== Brief ==
Can you repeat the part of the Amitav Ghosh climate article below between "In general, when" and "completely new era.", inclusive?

== Page text ==
··········

Climate crisis in the making since 17th century, says Amitav Ghosh


New Delhi: As the world grapples with extreme weather events and climate change becomes the buzzword of contemporary times, author Amitav Ghosh says the crisis has been in the making since the 17th century and it is imperative to take into account history before beginning to tackle the issue.  

Climate change is not just a problem of the future but also of the past, says Ghosh whose new book The Nutmeg's Curse: Parables for a Planet in Crisis comes at a time when unusually heavy rainfall has ravaged several parts of the country, particularly the hill state of Uttarakhand and coastal Kerala.  

In general, when we think about the climate crisis or the planetary crisis, we always think of it in terms of the future, we think of ourselves as being in a completely new era. 

But in fact, this era is completely rooted in the past. The continuities are so clear...going back as far as the 17th century. These continuities are completely clear to anyone who takes a good look, Ghosh told PTI in a Zoom interview from New York.

··········

== Records ==

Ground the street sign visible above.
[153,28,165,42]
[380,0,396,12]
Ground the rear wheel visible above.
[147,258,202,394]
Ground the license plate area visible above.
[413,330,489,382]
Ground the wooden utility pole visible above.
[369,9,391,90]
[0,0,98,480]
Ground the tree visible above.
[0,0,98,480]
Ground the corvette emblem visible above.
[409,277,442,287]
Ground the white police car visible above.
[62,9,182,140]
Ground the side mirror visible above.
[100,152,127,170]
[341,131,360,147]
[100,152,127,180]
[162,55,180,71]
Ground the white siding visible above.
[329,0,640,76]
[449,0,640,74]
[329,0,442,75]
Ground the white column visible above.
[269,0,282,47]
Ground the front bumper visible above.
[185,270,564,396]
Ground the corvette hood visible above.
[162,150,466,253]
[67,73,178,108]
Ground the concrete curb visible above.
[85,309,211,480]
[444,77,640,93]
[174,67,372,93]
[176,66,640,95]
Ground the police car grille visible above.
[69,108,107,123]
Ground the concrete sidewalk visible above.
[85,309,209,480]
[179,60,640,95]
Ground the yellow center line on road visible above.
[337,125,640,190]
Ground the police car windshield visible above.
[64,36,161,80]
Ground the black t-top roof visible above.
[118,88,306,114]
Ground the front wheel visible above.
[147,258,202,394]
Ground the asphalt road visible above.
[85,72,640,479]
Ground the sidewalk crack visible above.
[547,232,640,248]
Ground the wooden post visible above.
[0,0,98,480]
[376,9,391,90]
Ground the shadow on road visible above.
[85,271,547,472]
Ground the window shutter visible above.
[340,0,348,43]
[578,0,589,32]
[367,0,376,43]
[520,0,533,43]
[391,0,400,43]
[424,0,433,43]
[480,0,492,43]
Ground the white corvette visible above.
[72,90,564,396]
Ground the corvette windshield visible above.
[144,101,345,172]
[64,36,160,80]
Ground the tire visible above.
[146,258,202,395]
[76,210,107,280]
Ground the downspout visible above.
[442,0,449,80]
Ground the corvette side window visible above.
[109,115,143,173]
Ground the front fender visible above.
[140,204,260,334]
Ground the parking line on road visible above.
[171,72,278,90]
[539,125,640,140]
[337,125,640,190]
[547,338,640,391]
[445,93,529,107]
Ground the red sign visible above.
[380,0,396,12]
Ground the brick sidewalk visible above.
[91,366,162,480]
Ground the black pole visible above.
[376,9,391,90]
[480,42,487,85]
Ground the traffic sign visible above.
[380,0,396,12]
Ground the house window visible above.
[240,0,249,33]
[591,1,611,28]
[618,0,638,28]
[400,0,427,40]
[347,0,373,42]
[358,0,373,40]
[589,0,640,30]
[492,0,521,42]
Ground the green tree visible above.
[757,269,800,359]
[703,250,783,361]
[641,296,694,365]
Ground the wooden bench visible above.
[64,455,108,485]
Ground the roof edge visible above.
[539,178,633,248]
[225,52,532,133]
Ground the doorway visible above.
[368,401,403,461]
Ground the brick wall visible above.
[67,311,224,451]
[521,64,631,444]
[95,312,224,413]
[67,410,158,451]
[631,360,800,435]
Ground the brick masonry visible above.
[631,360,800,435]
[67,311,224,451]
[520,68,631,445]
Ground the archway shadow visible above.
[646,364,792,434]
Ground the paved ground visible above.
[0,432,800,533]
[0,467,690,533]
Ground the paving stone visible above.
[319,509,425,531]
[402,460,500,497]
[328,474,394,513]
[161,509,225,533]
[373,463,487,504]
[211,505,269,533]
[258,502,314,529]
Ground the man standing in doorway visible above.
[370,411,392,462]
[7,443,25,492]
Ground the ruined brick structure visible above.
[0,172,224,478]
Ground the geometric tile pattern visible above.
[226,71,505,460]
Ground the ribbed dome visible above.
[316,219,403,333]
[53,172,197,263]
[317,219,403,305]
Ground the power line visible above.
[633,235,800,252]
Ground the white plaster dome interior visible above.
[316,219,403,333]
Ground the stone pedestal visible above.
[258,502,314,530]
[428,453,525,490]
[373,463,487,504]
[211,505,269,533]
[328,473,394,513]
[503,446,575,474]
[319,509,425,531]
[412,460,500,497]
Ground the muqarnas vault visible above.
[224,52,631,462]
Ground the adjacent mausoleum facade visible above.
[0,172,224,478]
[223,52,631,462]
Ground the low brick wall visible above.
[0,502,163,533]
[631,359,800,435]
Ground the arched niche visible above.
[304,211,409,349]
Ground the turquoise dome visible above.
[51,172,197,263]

··········

== Answer ==
In general, when we think about the climate crisis or the planetary crisis, we always think of it in terms of the future, we think of ourselves as being in a completely new era.